■ **Page**
The court heard that the accused had been employed at the church and presbytery as a charwoman. It was alleged that whilst engaged in that capacity she had at various times since Christmas stolen four sets of costly curtains, two silver candlesticks, a quantity of fine linen, table cloths and various other articles. All of which had been pawned for trifling sums of money at various pawnshops. The property had all been identified by the sacristan John Coupe as belonging to the Rev. Canon James Taylor.
Local pawnbroker Albert Evans was called and he was asked by the magistrates why he had not been suspicious when the accused had arrived with the candlesticks for pawning.
He replied that they were only silver plated. The magistrates then committed Mary Byrnes for trial at the next Preston Quarter Sessions.
The accused had been well known in the parish of St Augustine’s, which was served by Canon Taylor and two other priests. The average Sunday Mass attendance in those days was over 3,200 in a parish with over 8,000 dwellers. The district being described as having murky houses, ragged children and poverty, yet uplifted by the nuns and priests.
A fortnight later, faced with the prospect of a trial by jury Mary Byrnes entered a guilty plea on all the charges before the Chairman CR Jacson. Addressing the prisoner he told her she had abused the confidence and trust that had been afforded her in a most disgraceful manner.
He then informed her that she would be committed to the House of Correction for a period of six months.
St Augustine’s Church was built between 1838 and 1840, at a cost of £5,000, and was lengthened in 1890 with its two tall towers added.
A glorious period in the church’s history followed with pews packed with generations of devout Catholics. Unfortunately, due to dry rot, the church building was closed in 1984 and services moved to the nearby school. Inevitably, the main body of the church was demolished in 2004, although the iconic frontage and towers were retained.
A purpose-built sports centre was then added and the premises are now part of the Cardinal Newman College concourse.

■ **Raw data**

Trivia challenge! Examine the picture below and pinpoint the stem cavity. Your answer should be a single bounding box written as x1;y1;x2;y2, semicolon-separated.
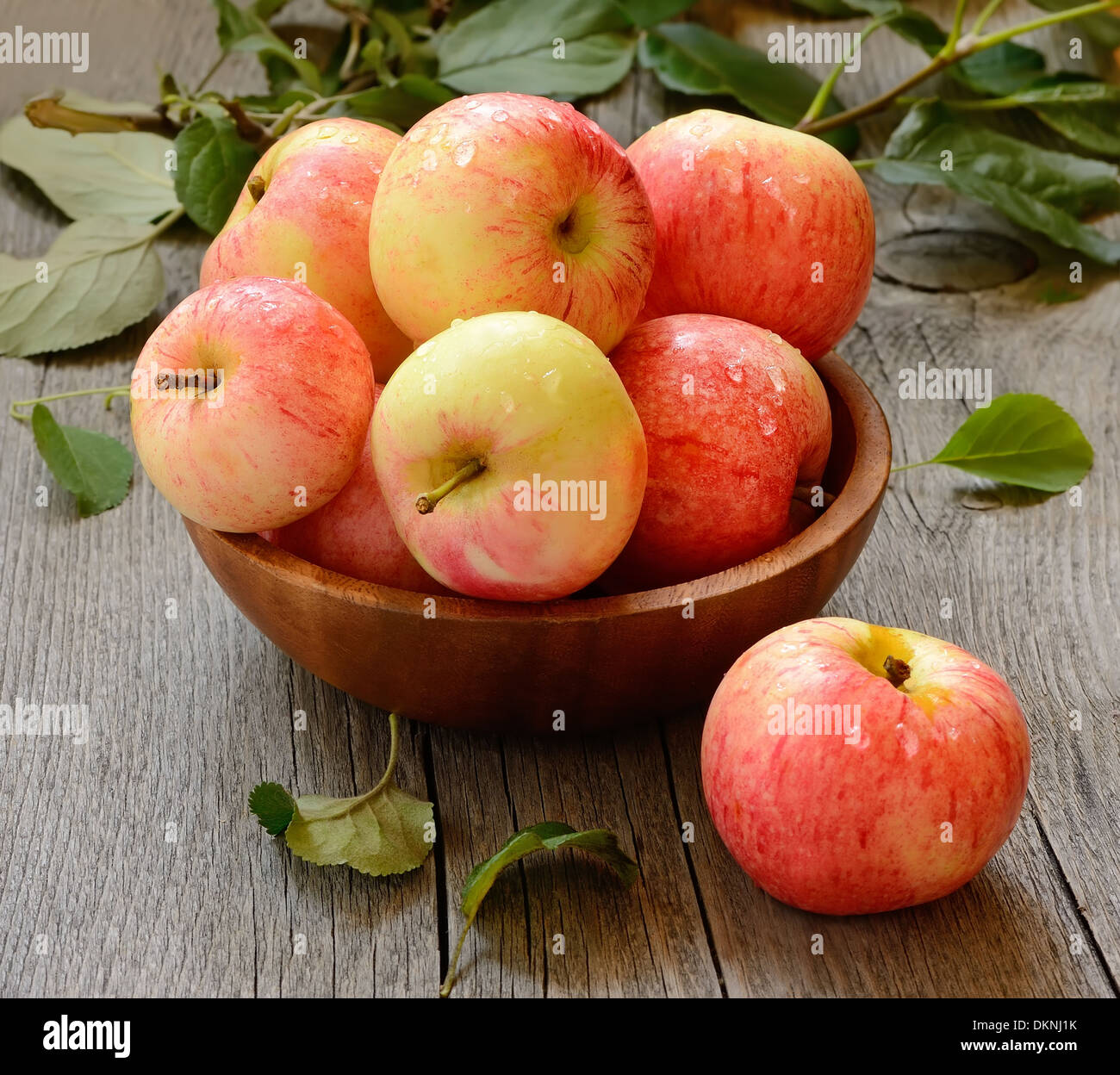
417;459;486;515
882;656;911;690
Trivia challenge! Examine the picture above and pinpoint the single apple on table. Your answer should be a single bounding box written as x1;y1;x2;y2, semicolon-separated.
132;277;373;533
372;313;646;601
201;119;412;381
601;314;832;593
261;387;447;593
370;93;654;351
627;109;874;362
700;618;1030;915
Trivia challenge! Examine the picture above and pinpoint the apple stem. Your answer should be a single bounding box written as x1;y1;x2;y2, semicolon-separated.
793;485;836;510
882;656;910;690
417;459;486;515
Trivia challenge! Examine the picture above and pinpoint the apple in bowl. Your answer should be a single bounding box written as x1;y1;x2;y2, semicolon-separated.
131;277;373;533
627;109;874;362
199;118;412;382
370;93;654;351
700;618;1030;915
601;314;832;593
372;313;646;601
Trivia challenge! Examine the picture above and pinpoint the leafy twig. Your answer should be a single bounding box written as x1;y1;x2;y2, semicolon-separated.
798;0;1120;134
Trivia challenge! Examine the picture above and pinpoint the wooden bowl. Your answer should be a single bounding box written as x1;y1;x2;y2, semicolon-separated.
185;353;891;732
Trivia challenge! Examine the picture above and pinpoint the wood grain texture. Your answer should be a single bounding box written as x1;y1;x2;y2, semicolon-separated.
0;0;1120;997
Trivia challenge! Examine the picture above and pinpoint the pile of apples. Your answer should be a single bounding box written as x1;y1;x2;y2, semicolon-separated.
132;93;1030;913
132;93;874;601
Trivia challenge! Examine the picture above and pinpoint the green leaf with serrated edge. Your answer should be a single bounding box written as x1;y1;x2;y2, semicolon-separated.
31;403;132;516
436;0;634;97
210;0;320;90
905;393;1093;493
638;22;859;152
249;780;296;836
1005;74;1120;157
615;0;695;30
874;104;1120;265
439;821;638;997
175;116;257;235
0;216;164;358
0;115;179;223
284;781;433;877
339;75;455;131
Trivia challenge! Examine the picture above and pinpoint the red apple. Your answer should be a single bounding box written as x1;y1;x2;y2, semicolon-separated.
261;387;448;593
201;118;412;381
132;277;373;533
602;314;832;593
700;619;1030;915
627;109;874;362
370;93;653;351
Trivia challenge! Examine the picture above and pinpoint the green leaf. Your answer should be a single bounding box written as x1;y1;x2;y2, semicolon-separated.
0;115;179;223
874;104;1120;265
175;115;257;235
949;41;1046;97
1005;75;1120;157
249;780;296;836
615;0;695;30
918;392;1093;493
0;216;164;357
1030;0;1120;48
440;821;638;997
210;0;321;90
436;0;634;97
345;75;455;131
638;22;859;152
31;403;132;518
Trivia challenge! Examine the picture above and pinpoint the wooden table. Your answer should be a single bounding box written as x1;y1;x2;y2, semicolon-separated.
0;0;1120;997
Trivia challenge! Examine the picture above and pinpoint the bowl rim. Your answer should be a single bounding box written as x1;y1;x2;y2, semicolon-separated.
183;351;891;623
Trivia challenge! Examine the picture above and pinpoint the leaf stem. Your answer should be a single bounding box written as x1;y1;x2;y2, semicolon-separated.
439;913;475;997
798;0;1120;134
195;49;230;97
363;713;401;798
969;0;1004;37
8;384;132;422
942;0;968;56
798;14;896;127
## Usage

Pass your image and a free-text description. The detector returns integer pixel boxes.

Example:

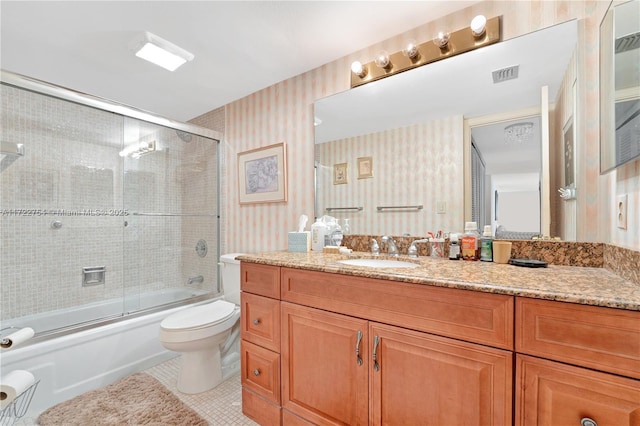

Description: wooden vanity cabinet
[281,268,513,425]
[515,298,640,426]
[240,262,282,425]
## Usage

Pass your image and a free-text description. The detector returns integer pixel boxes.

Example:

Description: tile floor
[144,357,257,426]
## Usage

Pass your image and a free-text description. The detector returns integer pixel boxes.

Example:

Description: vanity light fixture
[504,121,533,145]
[402,39,420,60]
[351,16,501,88]
[374,50,391,69]
[469,15,487,38]
[433,31,451,49]
[133,31,194,71]
[351,61,367,78]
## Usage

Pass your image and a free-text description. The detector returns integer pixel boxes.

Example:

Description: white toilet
[160,253,241,394]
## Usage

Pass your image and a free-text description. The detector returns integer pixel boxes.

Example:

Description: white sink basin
[338,259,419,268]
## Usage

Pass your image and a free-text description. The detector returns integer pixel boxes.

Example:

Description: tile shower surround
[0,85,218,319]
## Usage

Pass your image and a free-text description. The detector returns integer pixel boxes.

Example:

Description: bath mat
[38,373,208,426]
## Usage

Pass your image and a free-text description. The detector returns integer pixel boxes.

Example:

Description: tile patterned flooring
[144,357,257,426]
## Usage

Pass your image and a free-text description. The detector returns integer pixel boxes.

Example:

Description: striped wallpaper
[316,116,464,236]
[216,1,640,252]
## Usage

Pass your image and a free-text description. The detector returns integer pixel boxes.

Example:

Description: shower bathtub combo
[0,71,221,415]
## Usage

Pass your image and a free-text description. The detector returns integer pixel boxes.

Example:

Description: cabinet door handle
[356,330,362,365]
[373,336,380,371]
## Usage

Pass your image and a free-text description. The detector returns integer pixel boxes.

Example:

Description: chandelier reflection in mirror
[504,121,533,145]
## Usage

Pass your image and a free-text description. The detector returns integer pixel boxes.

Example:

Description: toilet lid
[160,300,236,330]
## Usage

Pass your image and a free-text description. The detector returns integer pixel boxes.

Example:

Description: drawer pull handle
[373,336,380,371]
[356,330,362,365]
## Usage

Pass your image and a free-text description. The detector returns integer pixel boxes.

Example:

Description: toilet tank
[219,253,244,305]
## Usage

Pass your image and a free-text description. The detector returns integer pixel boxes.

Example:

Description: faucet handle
[371,238,380,256]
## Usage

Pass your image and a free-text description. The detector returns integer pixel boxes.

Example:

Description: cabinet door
[516,354,640,426]
[281,302,368,425]
[369,323,513,425]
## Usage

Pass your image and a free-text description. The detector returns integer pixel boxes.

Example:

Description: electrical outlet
[616,194,627,229]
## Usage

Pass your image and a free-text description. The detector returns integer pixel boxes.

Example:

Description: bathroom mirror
[600,0,640,173]
[314,20,577,236]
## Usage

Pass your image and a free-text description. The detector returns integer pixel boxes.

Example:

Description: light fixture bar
[135,31,194,71]
[351,16,501,88]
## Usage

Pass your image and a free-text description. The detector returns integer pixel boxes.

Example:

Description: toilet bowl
[160,253,245,394]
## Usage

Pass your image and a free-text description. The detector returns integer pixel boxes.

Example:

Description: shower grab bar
[0,141,24,157]
[325,207,364,212]
[377,204,424,212]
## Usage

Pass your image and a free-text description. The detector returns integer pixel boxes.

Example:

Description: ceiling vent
[616,32,640,53]
[491,65,520,83]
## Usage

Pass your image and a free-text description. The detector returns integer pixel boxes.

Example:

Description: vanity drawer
[240,262,280,299]
[282,268,514,350]
[240,291,280,352]
[240,340,280,405]
[516,297,640,379]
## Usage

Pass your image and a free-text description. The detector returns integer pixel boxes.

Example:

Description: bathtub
[0,289,215,424]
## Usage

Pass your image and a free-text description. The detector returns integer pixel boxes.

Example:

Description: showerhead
[176,129,192,143]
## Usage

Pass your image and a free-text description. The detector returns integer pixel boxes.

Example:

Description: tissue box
[289,231,311,253]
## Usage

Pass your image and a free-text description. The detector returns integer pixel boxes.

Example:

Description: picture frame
[333,163,349,185]
[358,157,373,179]
[238,142,287,204]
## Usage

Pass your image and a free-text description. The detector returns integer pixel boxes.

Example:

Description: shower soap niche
[82,266,107,287]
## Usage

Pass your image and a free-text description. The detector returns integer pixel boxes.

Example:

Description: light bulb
[374,50,390,68]
[433,31,451,49]
[402,39,420,59]
[470,15,487,37]
[351,61,367,78]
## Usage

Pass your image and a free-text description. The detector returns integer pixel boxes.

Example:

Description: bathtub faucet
[187,275,204,285]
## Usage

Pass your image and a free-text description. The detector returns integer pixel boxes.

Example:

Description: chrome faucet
[407,238,429,257]
[371,238,380,256]
[382,235,400,256]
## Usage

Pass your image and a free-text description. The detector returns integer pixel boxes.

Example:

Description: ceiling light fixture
[351,61,367,78]
[134,31,194,71]
[504,121,533,145]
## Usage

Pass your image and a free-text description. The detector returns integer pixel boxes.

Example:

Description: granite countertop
[237,251,640,311]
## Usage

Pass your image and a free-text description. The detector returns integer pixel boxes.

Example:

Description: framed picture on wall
[333,163,348,185]
[358,157,373,179]
[238,142,287,204]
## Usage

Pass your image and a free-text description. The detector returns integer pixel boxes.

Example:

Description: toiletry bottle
[311,219,329,252]
[449,234,460,260]
[480,225,493,262]
[460,222,480,260]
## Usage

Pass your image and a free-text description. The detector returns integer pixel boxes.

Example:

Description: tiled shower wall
[0,85,217,319]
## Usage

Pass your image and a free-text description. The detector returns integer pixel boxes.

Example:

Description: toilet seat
[160,300,236,332]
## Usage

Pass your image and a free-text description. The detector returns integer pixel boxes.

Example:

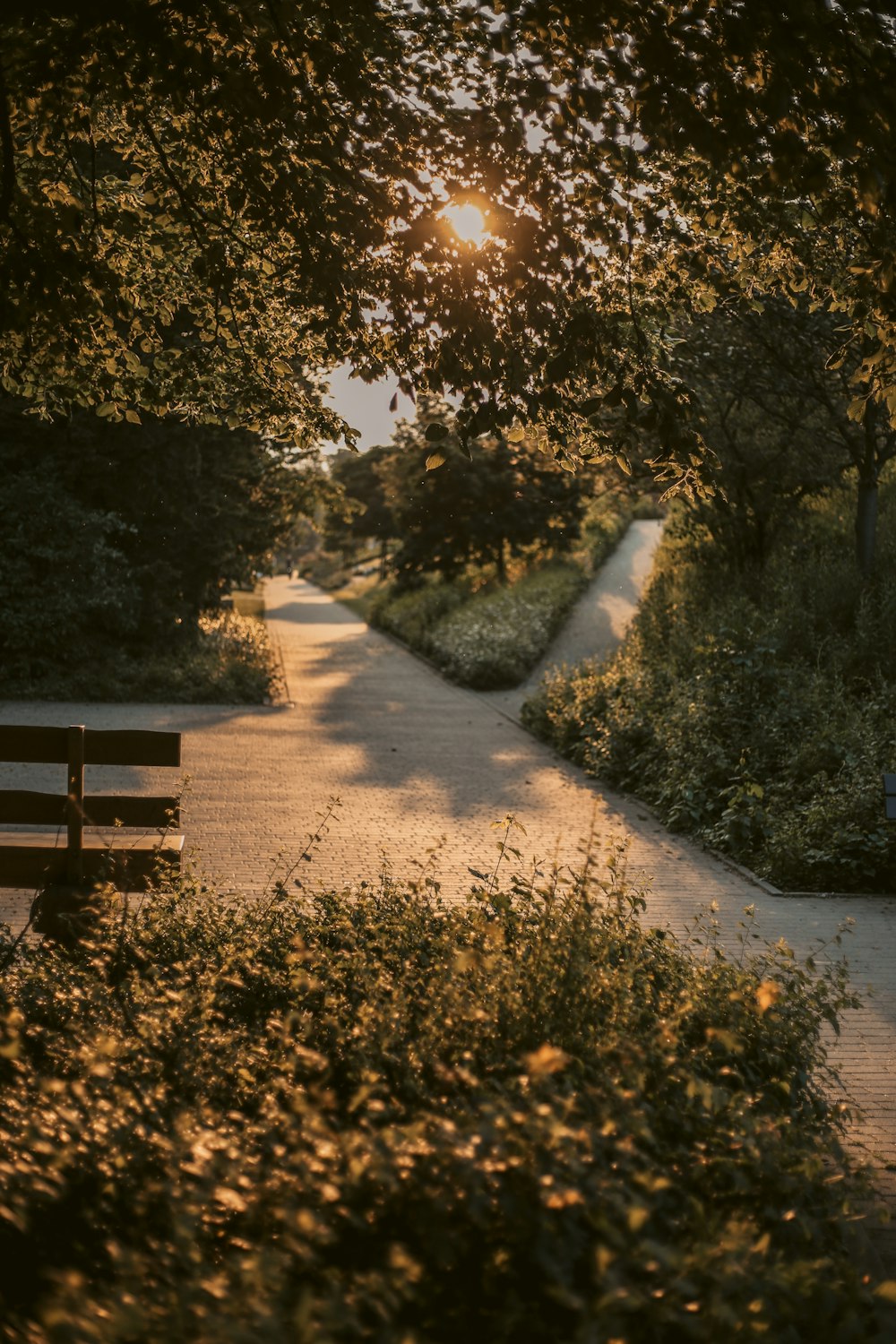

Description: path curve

■ **Written exercise 1**
In the St Augustine's article, who identified the stolen property?
■ **Written exercise 2**
Translate this sentence from the St Augustine's article into French: "He replied that they were only silver plated."
■ **Written exercise 3**
Reproduce the passage of the St Augustine's article that starts at the words "The court heard" and ends after the words "Canon James Taylor.".
The entries have nothing to do with the St Augustine's article.

■ **Written response 1**
The sacristan John Coupe identified it.

■ **Written response 2**
Il répondit qu'ils étaient seulement plaqués argent.

■ **Written response 3**
The court heard that the accused had been employed at the church and presbytery as a charwoman. It was alleged that whilst engaged in that capacity she had at various times since Christmas stolen four sets of costly curtains, two silver candlesticks, a quantity of fine linen, table cloths and various other articles. All of which had been pawned for trifling sums of money at various pawnshops. The property had all been identified by the sacristan John Coupe as belonging to the Rev. Canon James Taylor.